• **Requirements**
Count the lines in the material below that contain the string "christmas", and reply with only that number.

• **Exercise inputs**
:::

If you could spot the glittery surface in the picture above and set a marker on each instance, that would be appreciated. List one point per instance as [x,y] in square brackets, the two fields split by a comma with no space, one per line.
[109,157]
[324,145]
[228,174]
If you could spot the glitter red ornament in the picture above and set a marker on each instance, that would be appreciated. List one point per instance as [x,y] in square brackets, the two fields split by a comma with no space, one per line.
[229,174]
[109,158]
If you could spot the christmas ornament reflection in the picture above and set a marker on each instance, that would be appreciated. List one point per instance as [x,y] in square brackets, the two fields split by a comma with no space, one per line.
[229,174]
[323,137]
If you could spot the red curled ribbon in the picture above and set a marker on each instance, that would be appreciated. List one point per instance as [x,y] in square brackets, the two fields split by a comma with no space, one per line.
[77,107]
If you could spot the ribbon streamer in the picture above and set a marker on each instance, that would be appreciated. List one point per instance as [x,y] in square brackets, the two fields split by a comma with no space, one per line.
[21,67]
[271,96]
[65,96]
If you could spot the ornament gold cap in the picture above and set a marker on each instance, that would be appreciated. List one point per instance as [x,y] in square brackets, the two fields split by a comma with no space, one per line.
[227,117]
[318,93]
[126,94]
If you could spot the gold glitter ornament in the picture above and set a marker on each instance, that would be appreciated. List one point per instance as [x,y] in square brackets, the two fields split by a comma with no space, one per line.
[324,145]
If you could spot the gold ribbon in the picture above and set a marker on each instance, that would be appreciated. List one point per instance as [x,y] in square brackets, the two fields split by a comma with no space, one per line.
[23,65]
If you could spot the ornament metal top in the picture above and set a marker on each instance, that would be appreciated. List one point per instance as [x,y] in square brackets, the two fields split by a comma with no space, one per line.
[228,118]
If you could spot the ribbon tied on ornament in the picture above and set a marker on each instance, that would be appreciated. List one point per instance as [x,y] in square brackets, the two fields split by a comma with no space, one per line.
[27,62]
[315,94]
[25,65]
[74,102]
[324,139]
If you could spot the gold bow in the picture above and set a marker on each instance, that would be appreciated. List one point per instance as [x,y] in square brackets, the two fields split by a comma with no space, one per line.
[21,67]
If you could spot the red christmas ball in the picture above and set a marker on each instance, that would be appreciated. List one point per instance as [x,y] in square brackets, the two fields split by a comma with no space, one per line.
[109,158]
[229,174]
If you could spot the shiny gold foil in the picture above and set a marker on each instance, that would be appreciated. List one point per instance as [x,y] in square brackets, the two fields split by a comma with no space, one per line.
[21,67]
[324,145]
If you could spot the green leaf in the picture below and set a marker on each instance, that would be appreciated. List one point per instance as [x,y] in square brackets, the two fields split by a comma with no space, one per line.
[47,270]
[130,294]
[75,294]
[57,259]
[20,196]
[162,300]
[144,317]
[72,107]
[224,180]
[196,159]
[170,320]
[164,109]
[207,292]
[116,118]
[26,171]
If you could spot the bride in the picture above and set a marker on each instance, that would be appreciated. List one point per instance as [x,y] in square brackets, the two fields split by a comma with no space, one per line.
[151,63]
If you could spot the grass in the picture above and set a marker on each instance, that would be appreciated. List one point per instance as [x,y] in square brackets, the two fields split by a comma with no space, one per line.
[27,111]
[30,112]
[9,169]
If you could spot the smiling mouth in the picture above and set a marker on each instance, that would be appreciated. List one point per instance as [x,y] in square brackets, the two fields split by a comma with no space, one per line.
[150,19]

:::

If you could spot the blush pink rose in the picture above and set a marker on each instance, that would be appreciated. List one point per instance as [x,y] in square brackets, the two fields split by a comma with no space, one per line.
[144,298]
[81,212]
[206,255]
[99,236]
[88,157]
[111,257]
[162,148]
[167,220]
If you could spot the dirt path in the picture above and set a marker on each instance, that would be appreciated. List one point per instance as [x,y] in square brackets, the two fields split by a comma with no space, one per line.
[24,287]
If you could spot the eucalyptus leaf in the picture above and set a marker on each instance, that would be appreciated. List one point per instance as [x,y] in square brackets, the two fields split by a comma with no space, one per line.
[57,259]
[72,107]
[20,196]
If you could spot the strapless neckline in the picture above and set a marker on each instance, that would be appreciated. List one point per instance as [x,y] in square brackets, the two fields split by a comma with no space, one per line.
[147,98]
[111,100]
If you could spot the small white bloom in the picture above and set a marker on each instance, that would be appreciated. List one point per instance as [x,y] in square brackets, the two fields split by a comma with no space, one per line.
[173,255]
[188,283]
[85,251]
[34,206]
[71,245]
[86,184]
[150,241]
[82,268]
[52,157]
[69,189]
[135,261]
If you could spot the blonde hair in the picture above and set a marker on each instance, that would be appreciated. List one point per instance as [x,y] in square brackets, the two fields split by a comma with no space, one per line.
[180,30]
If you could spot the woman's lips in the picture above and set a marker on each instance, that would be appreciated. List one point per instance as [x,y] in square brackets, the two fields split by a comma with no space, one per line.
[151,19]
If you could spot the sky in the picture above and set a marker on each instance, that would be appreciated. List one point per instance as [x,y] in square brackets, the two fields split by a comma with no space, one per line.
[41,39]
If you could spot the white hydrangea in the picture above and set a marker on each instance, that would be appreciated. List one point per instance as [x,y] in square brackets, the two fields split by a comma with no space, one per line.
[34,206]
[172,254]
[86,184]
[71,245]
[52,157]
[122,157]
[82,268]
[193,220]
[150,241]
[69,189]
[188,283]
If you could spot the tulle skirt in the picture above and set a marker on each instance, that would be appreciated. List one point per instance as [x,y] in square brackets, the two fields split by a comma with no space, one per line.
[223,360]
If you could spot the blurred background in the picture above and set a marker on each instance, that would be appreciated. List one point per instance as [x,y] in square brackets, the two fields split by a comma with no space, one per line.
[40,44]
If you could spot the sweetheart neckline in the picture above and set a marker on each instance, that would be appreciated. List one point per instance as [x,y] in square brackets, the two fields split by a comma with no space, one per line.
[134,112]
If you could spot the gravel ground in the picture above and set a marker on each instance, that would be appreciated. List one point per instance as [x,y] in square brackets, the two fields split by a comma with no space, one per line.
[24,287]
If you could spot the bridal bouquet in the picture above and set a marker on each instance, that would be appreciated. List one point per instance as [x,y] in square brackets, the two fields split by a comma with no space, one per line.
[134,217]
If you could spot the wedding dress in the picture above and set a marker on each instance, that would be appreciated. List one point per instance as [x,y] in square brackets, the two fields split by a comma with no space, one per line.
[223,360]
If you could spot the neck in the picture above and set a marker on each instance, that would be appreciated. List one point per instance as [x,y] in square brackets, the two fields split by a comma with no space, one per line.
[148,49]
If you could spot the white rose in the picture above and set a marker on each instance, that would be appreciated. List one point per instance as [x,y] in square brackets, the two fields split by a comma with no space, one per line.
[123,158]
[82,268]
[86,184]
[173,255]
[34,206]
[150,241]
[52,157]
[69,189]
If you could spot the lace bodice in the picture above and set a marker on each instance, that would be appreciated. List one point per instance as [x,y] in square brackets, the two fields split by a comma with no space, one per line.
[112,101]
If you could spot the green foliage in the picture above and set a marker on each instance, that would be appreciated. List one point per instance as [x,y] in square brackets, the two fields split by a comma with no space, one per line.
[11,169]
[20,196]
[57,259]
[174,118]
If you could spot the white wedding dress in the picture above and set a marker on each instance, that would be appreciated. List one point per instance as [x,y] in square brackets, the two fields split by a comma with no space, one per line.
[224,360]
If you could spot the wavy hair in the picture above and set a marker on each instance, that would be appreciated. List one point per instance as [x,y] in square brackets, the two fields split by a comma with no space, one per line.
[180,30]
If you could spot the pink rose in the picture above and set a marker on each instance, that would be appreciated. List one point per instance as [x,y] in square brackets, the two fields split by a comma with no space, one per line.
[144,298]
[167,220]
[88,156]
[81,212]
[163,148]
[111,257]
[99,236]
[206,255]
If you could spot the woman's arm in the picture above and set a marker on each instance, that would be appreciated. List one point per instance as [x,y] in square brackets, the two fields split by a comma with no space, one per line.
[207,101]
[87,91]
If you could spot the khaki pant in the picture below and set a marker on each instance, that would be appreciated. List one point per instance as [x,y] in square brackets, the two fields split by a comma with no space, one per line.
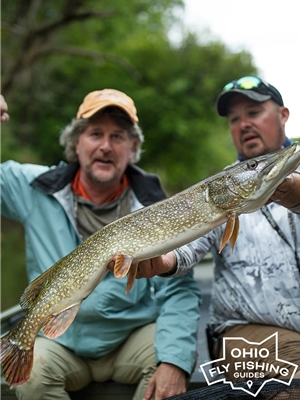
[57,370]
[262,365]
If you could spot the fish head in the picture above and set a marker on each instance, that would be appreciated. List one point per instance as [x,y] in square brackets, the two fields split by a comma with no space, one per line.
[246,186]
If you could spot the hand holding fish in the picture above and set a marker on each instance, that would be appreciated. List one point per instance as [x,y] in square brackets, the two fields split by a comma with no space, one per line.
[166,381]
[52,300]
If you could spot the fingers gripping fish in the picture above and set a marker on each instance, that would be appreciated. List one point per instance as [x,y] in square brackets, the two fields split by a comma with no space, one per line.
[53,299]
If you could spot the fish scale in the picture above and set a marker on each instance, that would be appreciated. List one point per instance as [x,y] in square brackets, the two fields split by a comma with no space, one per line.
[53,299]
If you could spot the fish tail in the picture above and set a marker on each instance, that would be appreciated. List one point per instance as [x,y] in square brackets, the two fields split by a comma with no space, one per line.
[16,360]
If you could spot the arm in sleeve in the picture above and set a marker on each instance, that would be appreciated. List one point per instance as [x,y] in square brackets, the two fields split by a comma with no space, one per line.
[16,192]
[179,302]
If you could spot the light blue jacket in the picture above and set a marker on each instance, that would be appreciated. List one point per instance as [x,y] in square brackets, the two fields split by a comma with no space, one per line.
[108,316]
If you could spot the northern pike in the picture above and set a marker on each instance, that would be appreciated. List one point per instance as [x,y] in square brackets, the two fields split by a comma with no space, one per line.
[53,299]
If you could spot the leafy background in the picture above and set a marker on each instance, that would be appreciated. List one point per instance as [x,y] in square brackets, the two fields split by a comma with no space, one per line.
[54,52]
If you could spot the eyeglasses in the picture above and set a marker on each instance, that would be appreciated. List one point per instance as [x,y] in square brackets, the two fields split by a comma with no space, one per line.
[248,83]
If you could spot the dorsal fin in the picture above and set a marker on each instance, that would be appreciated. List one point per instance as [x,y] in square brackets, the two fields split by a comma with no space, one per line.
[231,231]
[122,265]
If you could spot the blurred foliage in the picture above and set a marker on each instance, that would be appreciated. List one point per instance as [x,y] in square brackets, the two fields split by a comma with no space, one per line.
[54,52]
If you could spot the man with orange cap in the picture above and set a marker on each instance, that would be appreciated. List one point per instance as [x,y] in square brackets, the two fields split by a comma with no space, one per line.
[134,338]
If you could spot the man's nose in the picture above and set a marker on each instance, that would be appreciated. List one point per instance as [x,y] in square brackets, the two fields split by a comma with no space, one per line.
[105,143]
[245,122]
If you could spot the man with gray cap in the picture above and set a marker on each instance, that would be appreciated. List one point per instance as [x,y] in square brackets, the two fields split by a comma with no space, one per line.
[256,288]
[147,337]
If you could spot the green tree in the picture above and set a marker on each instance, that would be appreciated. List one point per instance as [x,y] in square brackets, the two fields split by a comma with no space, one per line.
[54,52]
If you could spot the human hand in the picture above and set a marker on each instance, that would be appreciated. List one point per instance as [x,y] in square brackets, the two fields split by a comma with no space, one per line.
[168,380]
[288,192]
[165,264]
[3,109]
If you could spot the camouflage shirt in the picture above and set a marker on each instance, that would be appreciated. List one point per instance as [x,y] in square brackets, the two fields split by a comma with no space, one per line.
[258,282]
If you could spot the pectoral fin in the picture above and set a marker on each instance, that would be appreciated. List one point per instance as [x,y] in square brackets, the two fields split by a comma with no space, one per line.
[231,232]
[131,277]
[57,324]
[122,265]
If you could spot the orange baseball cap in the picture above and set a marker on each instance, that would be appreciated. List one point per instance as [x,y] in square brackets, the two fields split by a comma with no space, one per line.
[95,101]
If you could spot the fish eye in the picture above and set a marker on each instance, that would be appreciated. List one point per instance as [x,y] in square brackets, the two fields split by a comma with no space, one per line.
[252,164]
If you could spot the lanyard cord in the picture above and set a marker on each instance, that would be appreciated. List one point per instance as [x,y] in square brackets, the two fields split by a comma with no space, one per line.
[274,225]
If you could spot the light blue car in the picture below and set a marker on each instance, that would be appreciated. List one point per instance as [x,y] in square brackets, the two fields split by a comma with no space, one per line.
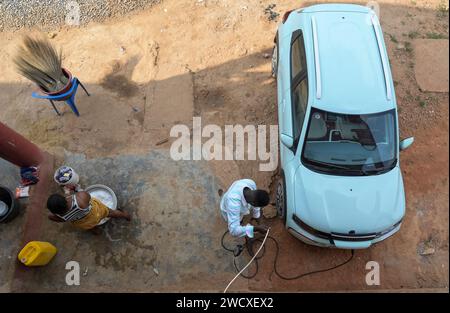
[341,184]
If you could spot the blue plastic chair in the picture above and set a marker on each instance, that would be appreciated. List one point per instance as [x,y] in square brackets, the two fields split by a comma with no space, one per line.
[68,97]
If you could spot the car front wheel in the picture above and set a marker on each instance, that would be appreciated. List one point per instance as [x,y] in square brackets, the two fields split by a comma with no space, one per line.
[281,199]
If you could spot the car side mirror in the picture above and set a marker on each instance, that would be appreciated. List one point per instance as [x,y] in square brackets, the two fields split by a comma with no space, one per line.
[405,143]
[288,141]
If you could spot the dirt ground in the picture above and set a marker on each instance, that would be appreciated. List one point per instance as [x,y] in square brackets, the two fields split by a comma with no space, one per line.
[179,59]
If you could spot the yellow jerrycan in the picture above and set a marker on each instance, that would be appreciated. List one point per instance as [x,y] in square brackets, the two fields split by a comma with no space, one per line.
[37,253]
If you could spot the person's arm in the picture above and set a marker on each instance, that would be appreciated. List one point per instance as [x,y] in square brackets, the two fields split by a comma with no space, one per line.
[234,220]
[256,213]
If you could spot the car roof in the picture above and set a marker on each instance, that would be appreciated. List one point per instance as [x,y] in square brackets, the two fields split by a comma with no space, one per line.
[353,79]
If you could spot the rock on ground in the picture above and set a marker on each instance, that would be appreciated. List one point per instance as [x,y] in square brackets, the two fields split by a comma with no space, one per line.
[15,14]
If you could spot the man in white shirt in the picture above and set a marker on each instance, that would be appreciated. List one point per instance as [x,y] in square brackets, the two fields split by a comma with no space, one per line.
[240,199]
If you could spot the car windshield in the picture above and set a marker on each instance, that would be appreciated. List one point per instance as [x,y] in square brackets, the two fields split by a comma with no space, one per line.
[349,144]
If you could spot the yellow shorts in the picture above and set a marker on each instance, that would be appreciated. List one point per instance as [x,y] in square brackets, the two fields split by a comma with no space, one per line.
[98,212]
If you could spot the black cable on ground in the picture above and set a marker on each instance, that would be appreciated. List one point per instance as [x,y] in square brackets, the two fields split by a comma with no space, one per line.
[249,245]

:::

• **Output for this task**
2